Region pointing data:
========================================

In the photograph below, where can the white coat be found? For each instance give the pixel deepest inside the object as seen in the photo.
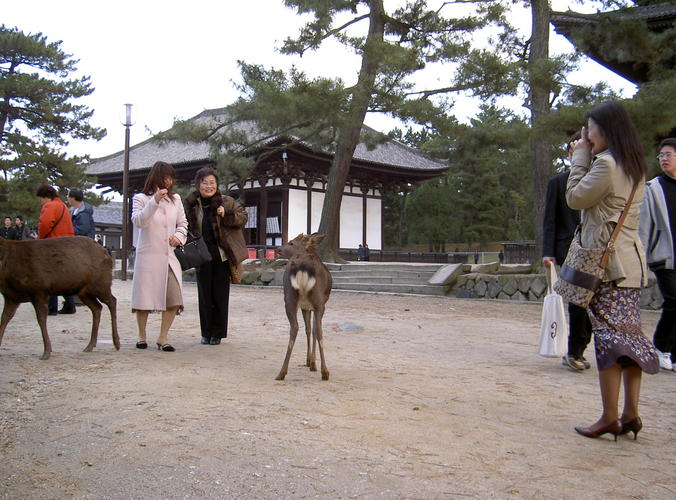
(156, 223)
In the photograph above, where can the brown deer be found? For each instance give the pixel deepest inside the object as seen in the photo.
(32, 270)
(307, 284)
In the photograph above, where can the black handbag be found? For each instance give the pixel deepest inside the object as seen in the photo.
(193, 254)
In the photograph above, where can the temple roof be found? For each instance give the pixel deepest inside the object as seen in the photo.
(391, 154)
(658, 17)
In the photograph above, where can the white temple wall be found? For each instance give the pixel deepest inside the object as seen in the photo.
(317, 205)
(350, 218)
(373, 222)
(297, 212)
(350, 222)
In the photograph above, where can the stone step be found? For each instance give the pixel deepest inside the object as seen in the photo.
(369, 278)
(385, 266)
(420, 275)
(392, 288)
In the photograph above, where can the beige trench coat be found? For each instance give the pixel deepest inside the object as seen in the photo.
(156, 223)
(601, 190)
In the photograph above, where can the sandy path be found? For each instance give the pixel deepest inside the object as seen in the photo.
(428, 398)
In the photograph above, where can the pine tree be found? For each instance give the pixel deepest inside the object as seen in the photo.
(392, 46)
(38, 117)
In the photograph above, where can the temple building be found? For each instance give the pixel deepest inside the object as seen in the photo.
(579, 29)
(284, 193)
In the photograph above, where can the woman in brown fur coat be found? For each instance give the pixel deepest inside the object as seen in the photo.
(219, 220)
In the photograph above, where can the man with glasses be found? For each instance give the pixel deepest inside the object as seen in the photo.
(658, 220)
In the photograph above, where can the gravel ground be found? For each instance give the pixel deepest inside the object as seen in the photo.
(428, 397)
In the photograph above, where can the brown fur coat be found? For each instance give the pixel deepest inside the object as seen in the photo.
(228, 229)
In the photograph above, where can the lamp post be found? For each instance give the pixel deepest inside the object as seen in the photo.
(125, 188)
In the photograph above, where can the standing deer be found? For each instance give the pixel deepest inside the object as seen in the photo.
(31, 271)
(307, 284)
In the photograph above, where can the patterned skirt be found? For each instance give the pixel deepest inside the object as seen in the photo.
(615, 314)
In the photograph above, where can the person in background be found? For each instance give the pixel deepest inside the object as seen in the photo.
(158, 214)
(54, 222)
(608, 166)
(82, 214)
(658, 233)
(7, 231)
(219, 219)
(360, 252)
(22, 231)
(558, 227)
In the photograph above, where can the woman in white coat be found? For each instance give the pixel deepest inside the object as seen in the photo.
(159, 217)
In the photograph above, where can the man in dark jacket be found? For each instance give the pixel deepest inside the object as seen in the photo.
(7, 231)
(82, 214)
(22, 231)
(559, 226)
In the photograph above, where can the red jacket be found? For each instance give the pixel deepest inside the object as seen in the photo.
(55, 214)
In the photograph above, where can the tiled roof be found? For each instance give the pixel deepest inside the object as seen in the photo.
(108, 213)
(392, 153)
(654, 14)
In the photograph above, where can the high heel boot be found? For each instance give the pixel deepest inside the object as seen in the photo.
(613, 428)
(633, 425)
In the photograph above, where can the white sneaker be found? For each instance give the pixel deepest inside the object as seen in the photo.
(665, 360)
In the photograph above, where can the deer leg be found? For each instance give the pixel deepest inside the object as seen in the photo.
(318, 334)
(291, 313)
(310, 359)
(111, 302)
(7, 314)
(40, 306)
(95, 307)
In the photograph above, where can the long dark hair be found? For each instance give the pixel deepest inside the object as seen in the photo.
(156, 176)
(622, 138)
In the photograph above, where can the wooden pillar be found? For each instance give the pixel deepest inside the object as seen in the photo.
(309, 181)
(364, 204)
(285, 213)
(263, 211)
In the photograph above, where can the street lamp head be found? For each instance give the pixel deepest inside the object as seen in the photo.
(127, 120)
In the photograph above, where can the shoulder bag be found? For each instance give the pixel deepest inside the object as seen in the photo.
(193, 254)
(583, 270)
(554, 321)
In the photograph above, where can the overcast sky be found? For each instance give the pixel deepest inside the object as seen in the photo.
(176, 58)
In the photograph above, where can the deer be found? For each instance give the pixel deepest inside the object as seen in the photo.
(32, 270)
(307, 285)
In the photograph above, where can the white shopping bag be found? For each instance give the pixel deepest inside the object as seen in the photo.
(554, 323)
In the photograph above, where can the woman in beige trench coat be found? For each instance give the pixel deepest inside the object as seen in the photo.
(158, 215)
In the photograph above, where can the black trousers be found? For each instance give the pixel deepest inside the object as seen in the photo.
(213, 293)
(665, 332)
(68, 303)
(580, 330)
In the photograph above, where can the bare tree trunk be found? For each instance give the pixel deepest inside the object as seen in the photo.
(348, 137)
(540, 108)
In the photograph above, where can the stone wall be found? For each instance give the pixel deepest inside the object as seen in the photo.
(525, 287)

========================================

TASK TO COMPLETE:
Could you transcribe the records above exactly, leaving out any pictures?

RESPONSE BOX:
In the photograph below, where can the white coat be found? For each instance give the pixel deepest inside the object as seen in the photo.
(156, 223)
In the photograph above, where can the brown deer be found? For each instance give the pixel deepest inside the object as seen in the photo.
(32, 270)
(307, 284)
In the photograph above, where can the black handbag be found? For each instance give the pixel deepest inside the object as seen in the photo.
(193, 254)
In the photograph above, where can the temple roof be found? For each instance give the pixel deepest inside the object as seen in the photo.
(391, 154)
(658, 17)
In the photograph above, where can the white temple wall be found? For each instance give the pixel deepest inside the object as seen in the photo.
(317, 205)
(350, 218)
(373, 222)
(297, 212)
(350, 222)
In the photograph above, where can the stone step be found? For each instance give the pixel deepest inside the object as seen in the photo.
(369, 278)
(385, 266)
(420, 275)
(392, 288)
In the photograph above, where can the beige trench coat be found? For each instance give the pixel deepest inside the object as seen in the photo.
(156, 223)
(601, 190)
In the photograph above, where can the sandy path be found? For each instance give the pixel deepest inside the object as seen in the photo.
(428, 398)
In the photograph above, where can the pine tree be found? For each instance give the pixel deepest inside the object as seen in the photo.
(392, 46)
(38, 117)
In the photograph above, where can the temple building be found? For each instance give the pixel deepest inside the object as seen in the photo.
(579, 29)
(284, 193)
In the photograph above, where can the woman in brown fur coat be found? For each instance give the pixel deepest inside the object as seen in the photo.
(219, 220)
In the photograph above, where can the man with glasses be found? For each instance give the pixel deepest inside the object as seen in the photo.
(658, 220)
In the photograph above, where can the gravel ground be found? For each instance give the pixel deepest inside the object as seen in the photo.
(428, 397)
In the photograph above, where can the brown fur coat be found? For each instance give the pixel deepest inside the object as seen in the photo.
(228, 229)
In the photograph above, where can the lamp post be found? For each instance give the pixel deepest inside the object as seen in the photo.
(125, 188)
In the photograph above, where can the standing deer be found? For each instance give the pixel deepest inside the object as seen in the photo.
(31, 271)
(307, 284)
In the photograph above, where can the patterned skirt be found? For each instance give the pixel deepest inside the object as seen in the photo.
(615, 314)
In the photograph above, where can the person in background be found? For each instance give the pixel deepest inside the object as seen in the photo.
(158, 214)
(54, 222)
(608, 166)
(82, 214)
(658, 233)
(7, 231)
(219, 219)
(360, 252)
(22, 231)
(558, 227)
In the photograph above, where can the woman in white coat be found? For each instance give the pixel deepest inside the object as seen in the photo.
(159, 217)
In the photograph above, where can the man in dark jacket be found? For each instance give the pixel deepest inside the object as seen in the photo.
(7, 231)
(82, 214)
(22, 231)
(559, 226)
In the photograph above, where can the red jacket be found? For each instance give the pixel deepest inside the object as seen in the photo.
(55, 214)
In the photograph above, where can the tiled roof be found? For each instance give the pixel deepest inside the object as seen in the photo.
(108, 213)
(392, 153)
(654, 14)
In the photograph above, where can the high heel boot be found? For each instance give the pixel deepest inside the object as seen in the photo.
(613, 428)
(633, 425)
In the photograph above, where can the white sneaker be found? For each instance give the pixel deepest inside the object as seen in the photo.
(665, 360)
In the photograph above, where can the deer leg be found? For each instance give the pixel deepest inside the object as seen in the photo.
(318, 334)
(291, 313)
(310, 359)
(111, 302)
(7, 314)
(40, 306)
(95, 307)
In the photograph above, where can the long dark hair be found? For each instance give the pixel deepest inside the object as seen in the photo.
(156, 176)
(622, 138)
In the photograph above, where can the wooden pillar be found? For each instance give the pixel deepest inside the object as seen in the photo.
(309, 181)
(364, 204)
(285, 213)
(263, 211)
In the photograph above, where can the street lamp head be found? For each instance give the pixel deepest inside the object as seen in the photo.
(127, 120)
In the photograph above, where can the shoulder bag be found? For each instance give the pixel deepest inside the object as seen in the photo.
(193, 254)
(583, 270)
(554, 321)
In the photograph above, where can the overcast sky be found? For each instance give the pixel deepest inside the object as seen in the photo.
(176, 58)
In the photograph above, where can the deer be found? For each instance give the pixel deepest inside the object as seen in the photo.
(32, 270)
(307, 285)
In the photograph above, where can the white shopping bag be found? For each instance give the pixel deepest inside the object as seen in the photo.
(554, 323)
In the photograph above, where can the woman in beige trench coat be found? For each instance give the pixel deepest inside the object as seen in the photo.
(158, 215)
In the photograph above, where can the black trousers be found? For each instance give the pixel deepest inside the object as seen in the photo.
(213, 293)
(665, 332)
(68, 303)
(580, 330)
In the photograph above, where can the bare tree trunk be found? For each instance give the pixel deepest inside the object as seen in the photo.
(348, 137)
(540, 108)
In the photograph above, where can the stone wall be found? For each instance give the pixel deepest inside the object as seen in the photo.
(525, 287)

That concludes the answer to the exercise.